■ **List of tasks**:
**1)** In the Work Folders performance post, what name is given to the sync that happens when a user first moves work files into Work Folders?
**2)** Continue the Work Folders performance post from its last sentence.

■ **Text segment**:
○ ○ ○ ○ ○ ○ ○
Here is another great Work Folders blog post that shares information about work folders performance in large scale deployments. The content below was compiled and written by Sundar Srinivasan who is one of the software engineers in the Work Folders product team.
One of the exciting new features introduced in Windows Server 2012 R2 is Work Folders. Please refer to this Technet article and this blog post for broader details about the Work Folders feature and its deployment. During the development of this feature, I worked on testing the performance of Work Folders on a typical enterprise-scale deployment. In this blog post, we are going to look at the performance and scalability aspects of Work Folders.
There are three scenarios of sync that we modeled for this experiment. Once a user configures Work Folders on her device, the user tends to move all her work-related files to the Work Folders triggering a sync that populates the data in the Sync Share set up on her organization’s Windows 2012 R2 file server with Work Folders feature enabled. This scenario is termed as “first time sync”.
The second scenario is the user adding new devices. As the user configures Work Folders on her personal devices like laptops, Surface Pro or Surface RT, a sync will be triggered from each of these devices to sync the work-related files to her devices.
Beyond this point, the user changes their Work Folders data like editing their Word documents and creating new PowerPoint files on a daily basis, on one or more devices. Any such change will trigger what we call an “ongoing sync” to the server. For the purpose of measuring the scalability of the file server enabled for synchronizing Work Folders data, which we will refer to as the sync server, we are very much interested in studying how many concurrent ongoing sync session the server can handle without affecting the experience of an individual user.
○ ○ ○ ○ ○ ○ ○
■ **Data rows**:
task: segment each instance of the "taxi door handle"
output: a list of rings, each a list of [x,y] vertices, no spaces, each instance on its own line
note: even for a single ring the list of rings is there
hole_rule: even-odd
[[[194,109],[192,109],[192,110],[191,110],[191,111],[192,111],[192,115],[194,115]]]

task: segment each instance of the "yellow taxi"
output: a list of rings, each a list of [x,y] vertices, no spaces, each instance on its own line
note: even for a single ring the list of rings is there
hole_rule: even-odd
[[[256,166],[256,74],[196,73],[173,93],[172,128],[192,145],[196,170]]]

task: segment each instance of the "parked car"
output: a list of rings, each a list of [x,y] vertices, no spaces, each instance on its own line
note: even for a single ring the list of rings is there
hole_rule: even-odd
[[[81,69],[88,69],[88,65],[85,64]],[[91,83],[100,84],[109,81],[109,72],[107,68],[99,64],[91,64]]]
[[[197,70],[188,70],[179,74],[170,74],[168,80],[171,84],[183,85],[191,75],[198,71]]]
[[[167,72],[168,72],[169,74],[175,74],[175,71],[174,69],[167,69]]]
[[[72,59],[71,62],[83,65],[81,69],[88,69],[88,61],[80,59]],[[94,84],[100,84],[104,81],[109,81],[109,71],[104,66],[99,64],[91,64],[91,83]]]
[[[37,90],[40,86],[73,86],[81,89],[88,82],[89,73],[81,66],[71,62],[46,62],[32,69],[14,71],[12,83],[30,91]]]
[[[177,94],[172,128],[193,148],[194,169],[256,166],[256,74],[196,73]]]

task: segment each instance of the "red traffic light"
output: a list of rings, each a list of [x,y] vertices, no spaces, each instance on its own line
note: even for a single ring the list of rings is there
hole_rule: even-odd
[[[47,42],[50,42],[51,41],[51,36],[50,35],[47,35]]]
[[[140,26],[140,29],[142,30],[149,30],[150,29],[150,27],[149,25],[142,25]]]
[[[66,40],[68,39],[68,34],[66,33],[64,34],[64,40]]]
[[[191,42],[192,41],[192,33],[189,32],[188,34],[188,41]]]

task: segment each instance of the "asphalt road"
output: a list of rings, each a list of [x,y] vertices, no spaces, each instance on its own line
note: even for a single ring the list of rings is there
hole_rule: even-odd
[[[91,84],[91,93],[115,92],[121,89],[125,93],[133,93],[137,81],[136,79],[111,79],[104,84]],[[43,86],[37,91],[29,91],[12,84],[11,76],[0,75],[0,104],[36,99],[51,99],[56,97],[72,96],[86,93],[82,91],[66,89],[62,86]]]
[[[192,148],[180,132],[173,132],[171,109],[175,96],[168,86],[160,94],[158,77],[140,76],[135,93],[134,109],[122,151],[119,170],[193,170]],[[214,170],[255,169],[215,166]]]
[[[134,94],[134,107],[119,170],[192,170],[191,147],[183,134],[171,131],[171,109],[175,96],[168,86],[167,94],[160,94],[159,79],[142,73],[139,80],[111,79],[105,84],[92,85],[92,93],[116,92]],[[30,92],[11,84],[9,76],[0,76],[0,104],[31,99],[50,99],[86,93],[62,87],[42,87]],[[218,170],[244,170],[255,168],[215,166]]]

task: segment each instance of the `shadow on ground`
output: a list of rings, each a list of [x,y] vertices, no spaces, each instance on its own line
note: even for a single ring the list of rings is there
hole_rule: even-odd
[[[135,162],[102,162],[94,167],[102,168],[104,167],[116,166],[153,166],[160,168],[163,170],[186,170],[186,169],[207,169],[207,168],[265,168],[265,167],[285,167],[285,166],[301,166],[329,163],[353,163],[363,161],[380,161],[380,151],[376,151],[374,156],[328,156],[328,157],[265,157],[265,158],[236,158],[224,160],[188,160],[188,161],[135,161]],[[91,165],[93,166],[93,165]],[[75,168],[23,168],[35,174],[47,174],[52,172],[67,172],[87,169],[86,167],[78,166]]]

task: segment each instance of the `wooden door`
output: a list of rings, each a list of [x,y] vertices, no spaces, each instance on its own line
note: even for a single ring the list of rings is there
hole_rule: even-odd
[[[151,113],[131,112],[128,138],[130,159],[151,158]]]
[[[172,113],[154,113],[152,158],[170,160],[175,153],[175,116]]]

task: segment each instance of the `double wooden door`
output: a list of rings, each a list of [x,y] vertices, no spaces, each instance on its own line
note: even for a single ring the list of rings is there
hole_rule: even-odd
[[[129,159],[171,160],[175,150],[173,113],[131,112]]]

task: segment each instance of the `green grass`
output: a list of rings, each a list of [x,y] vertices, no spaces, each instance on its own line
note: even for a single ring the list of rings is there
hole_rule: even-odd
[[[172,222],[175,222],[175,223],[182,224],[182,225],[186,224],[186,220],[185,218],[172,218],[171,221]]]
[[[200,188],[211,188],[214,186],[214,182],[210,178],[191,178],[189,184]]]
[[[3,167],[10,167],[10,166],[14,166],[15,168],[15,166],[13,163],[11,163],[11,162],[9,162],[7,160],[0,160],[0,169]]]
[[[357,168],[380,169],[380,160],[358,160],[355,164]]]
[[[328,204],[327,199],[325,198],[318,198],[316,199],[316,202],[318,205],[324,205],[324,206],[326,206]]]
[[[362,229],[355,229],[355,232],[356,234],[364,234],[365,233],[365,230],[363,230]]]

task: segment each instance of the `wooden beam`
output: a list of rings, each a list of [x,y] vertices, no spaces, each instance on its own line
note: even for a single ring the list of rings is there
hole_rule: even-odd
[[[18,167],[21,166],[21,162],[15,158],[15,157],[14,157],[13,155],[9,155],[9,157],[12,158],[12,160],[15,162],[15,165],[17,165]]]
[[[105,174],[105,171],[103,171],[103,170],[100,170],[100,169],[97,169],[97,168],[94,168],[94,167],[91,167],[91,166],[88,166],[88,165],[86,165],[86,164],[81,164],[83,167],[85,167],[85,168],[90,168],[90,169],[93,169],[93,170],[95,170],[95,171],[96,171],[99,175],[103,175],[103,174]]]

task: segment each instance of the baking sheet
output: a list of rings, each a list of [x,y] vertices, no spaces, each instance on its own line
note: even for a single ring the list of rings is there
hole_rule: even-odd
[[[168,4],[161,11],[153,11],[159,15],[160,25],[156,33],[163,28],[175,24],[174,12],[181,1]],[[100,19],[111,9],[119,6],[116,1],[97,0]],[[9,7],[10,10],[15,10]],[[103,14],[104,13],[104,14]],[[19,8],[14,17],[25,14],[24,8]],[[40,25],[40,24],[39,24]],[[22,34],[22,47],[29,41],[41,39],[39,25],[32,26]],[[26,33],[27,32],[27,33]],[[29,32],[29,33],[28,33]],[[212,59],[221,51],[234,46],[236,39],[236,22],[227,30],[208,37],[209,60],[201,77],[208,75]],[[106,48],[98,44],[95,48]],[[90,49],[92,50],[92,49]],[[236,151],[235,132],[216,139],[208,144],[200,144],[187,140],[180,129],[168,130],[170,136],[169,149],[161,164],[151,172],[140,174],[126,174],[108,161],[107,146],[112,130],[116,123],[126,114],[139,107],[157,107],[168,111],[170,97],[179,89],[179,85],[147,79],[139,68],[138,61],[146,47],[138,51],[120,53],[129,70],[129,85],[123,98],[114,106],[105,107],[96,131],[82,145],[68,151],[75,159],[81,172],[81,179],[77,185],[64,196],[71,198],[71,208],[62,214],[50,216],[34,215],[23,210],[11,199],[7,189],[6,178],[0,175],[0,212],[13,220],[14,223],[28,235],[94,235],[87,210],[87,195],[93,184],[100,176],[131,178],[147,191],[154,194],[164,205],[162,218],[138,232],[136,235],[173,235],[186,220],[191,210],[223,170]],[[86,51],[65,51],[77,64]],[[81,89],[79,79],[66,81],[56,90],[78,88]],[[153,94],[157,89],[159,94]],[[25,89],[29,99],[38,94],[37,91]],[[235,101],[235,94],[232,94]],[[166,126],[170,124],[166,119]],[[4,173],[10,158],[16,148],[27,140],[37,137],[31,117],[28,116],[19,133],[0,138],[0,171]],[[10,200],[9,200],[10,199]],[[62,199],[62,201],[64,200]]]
○ ○ ○ ○ ○ ○ ○
■ **Results for the exercise**:
**1)** First time sync.

**2)**
First section of this blog explains the topology that we used for and a heuristic model that explains how we derive the concurrent sync sessions the sync server serves on average at any given time. Then we will look at the results of our experiments and what resources become bottleneck. This blog will also give pointers to some Windows Performance Counters that can help analyzing the performance of the sync server in production and give some guidance on configurations.
We used a mid-level 2-node failover cluster server. The storage for the server is through external JBODs of SAS drives connected through an LSI controller. Our definition of the server hardware looks like this
We set up the machine with the data of 5000 users on the sync server distributed across 10 Sync Shares. To simulate multiple devices with Work Folders configured, we use a small set of entry-level servers which will simulate multiple sync sessions from each of them, as if they originate from multiple devices. The server has a 10Gbps connection to the hub, while all the clients have 1Gbps connections.
The hardware topology that we used in this test is as shown in the below diagram:
The list of clients on the left-hand side of the diagram represents the entry-level servers which simulate multiple sync session from each of them, as if they originate from multiple devices. We would like to measure the experience of the users, when the server and the infrastructure is loaded with multiple sync sessions. So we use two desktop-class devices and we measure the time taken for the changes on device 1 to reach device 2. The time taken for the data to be synced to the second device should not be fairly different compared to the time taken when the server is free.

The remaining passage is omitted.